YOUR ASSIGNMENT ::
Set the whole listing down again without deviation.

DATASET: Begin

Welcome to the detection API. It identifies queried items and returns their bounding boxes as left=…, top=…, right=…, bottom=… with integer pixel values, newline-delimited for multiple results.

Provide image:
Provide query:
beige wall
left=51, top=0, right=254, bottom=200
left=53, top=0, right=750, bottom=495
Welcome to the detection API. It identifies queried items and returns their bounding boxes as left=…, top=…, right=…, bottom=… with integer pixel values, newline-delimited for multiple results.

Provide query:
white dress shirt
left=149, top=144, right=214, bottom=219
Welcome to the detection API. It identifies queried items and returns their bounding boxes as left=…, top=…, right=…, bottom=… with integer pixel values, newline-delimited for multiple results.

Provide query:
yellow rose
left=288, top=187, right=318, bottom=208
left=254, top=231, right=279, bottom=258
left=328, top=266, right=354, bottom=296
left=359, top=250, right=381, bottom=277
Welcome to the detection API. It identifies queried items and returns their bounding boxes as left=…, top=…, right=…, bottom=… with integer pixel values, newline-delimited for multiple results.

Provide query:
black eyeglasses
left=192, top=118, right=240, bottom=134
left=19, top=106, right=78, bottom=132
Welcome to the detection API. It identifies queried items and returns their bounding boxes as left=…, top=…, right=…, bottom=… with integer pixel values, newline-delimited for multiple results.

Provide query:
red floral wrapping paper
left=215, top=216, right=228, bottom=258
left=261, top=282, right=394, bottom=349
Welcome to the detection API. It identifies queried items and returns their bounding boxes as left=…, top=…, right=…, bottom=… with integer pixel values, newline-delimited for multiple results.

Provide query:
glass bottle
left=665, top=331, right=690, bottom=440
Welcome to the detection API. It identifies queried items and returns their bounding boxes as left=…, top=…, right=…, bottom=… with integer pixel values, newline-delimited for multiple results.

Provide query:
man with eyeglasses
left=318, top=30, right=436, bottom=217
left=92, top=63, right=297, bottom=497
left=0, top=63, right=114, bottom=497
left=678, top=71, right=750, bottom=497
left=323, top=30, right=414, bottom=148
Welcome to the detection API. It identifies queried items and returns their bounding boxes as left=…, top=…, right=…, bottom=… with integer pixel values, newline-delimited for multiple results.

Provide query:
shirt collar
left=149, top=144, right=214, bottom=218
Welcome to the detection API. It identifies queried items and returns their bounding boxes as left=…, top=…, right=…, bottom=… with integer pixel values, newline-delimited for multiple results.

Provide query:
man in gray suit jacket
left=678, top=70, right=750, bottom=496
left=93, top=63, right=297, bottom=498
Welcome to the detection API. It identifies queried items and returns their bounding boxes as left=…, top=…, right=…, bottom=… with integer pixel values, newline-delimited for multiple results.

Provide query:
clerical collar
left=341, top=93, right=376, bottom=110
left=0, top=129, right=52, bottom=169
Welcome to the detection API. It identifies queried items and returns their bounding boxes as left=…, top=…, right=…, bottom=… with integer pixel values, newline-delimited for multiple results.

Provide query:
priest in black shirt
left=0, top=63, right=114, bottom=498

DATASET: End

SOLUTION BELOW ::
Welcome to the detection API. It identifies queried items and returns their bounding boxes as left=…, top=…, right=…, bottom=… with integer pixel values, newline-delimited for multiple results.

Provide image:
Provide query:
beige wall
left=51, top=0, right=254, bottom=200
left=53, top=0, right=750, bottom=495
Welcome to the detection API. It identifies queried items and returns their bounding boxes as left=…, top=…, right=…, bottom=… with integer pixel values, newline-delimited for multiple results.

Provide query:
white dress shirt
left=149, top=144, right=214, bottom=219
Welcome to the detection API. It identifies queried items and returns their bounding boxes as left=…, top=…, right=…, bottom=… with integer pixel values, newline-delimited for multiple results.

Provide query:
yellow rose
left=288, top=187, right=318, bottom=208
left=254, top=231, right=279, bottom=258
left=328, top=266, right=354, bottom=296
left=359, top=250, right=381, bottom=277
Welcome to the detection API. It identifies queried items and returns their bounding boxes as left=…, top=…, right=…, bottom=… with integer pixel values, newline-delimited for multiple results.

Provide query:
black eyeglasses
left=192, top=118, right=240, bottom=134
left=19, top=106, right=78, bottom=132
Welcome to the detection API. It identifies queried items and returns their bounding boxes as left=…, top=…, right=…, bottom=… with integer pixel values, newline-delimited for multiple results.

Provide query:
red floral wrapping paper
left=215, top=216, right=228, bottom=258
left=261, top=282, right=394, bottom=349
Welcome to the detection API. It identifies queried items and returns their bounding boxes as left=…, top=…, right=…, bottom=… with integer pixel values, newline-delimited for multiple results.

Provide query:
glass bottle
left=665, top=331, right=690, bottom=440
Welcome to the detection API. It identifies queried items and returns their bounding boxes as left=…, top=…, right=…, bottom=… with integer pixel values, newline-delimited for multiple results.

Provide query:
man with eyeglasses
left=318, top=30, right=436, bottom=217
left=92, top=63, right=297, bottom=497
left=0, top=63, right=114, bottom=497
left=678, top=71, right=750, bottom=497
left=323, top=30, right=414, bottom=148
Welcome to the detection API. It identifies queried items and returns their bounding boxes as left=…, top=…, right=…, bottom=… with integer pixel values, newline-delimited for multiple results.

Provide query:
shirt collar
left=149, top=144, right=214, bottom=218
Welcome to the detection API. It identifies queried items and returns their bounding boxes as left=…, top=…, right=…, bottom=… with integer pixel values, newline-delimited for multiple results.

Provide query:
man in gray suit jacket
left=678, top=70, right=750, bottom=496
left=93, top=63, right=297, bottom=498
Welcome to the detection API. It identifies queried items and returns their bounding boxes as left=…, top=…, right=…, bottom=… with integer pixel values, newline-delimited for multiple results.

Provide query:
clerical collar
left=341, top=93, right=376, bottom=110
left=0, top=129, right=52, bottom=169
Welcome to the detection API. It identifies queried items and returns their bounding boxes as left=…, top=…, right=…, bottom=… with integer pixel values, newline-delimited for multiple results.

Provide query:
priest in black shirt
left=0, top=63, right=114, bottom=498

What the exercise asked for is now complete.